> **THE REQUEST**:
Emit the entire listing verbatim.

> **MATERIAL**:
-- START --

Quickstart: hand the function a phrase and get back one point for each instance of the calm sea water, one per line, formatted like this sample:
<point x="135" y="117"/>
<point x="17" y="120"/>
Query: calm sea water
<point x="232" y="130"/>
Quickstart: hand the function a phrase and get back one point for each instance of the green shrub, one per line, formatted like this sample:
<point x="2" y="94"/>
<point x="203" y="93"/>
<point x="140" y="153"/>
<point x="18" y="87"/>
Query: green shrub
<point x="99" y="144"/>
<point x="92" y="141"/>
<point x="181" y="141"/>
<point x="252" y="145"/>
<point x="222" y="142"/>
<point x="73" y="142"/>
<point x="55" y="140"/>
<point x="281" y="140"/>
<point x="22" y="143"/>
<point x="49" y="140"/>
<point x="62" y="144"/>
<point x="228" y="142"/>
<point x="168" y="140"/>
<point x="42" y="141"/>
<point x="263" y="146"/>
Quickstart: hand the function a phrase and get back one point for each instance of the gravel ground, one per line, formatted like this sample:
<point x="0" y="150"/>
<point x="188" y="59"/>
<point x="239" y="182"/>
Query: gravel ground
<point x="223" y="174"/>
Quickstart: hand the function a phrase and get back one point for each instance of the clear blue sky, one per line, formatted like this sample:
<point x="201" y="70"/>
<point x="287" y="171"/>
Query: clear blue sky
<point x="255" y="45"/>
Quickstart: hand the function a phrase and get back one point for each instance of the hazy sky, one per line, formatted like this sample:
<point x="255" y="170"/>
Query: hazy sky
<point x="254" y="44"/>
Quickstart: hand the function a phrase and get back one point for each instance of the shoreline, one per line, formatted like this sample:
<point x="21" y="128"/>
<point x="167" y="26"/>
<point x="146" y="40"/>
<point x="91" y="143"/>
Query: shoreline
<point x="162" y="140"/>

-- END --

> **ANSWER**:
Quickstart: hand the function a phrase and get back one point for each instance of the calm sea water, one per line, formatted like this sample:
<point x="135" y="117"/>
<point x="17" y="120"/>
Query: calm sea water
<point x="232" y="130"/>
Quickstart: hand the function a phrase and get back one point for each instance of the green shrub, one per line, formatted like this sample:
<point x="2" y="94"/>
<point x="203" y="93"/>
<point x="140" y="153"/>
<point x="18" y="87"/>
Query: green shrub
<point x="99" y="144"/>
<point x="92" y="141"/>
<point x="181" y="141"/>
<point x="252" y="145"/>
<point x="222" y="142"/>
<point x="73" y="142"/>
<point x="55" y="140"/>
<point x="281" y="140"/>
<point x="22" y="143"/>
<point x="49" y="140"/>
<point x="62" y="144"/>
<point x="228" y="142"/>
<point x="168" y="140"/>
<point x="42" y="141"/>
<point x="263" y="146"/>
Quickstart: hand the function a phrase and get back one point for each instance of the gravel ground, one per line, formatted like this sample:
<point x="0" y="150"/>
<point x="188" y="59"/>
<point x="239" y="182"/>
Query: gravel ground
<point x="223" y="174"/>
Quickstart: hand the function a phrase and get back one point for each instance of the clear blue sky, one per line, formatted like this sample:
<point x="201" y="70"/>
<point x="287" y="171"/>
Query: clear blue sky
<point x="255" y="45"/>
Quickstart: hand the function a phrase and get back one point for each instance of the hazy sky, one per line, formatted like this sample:
<point x="255" y="170"/>
Query: hazy sky
<point x="254" y="44"/>
Quickstart: hand the function a phrase and get back one point for each instance of the shoreline, one per line, formatted like this sample:
<point x="21" y="128"/>
<point x="167" y="26"/>
<point x="146" y="40"/>
<point x="91" y="143"/>
Query: shoreline
<point x="162" y="140"/>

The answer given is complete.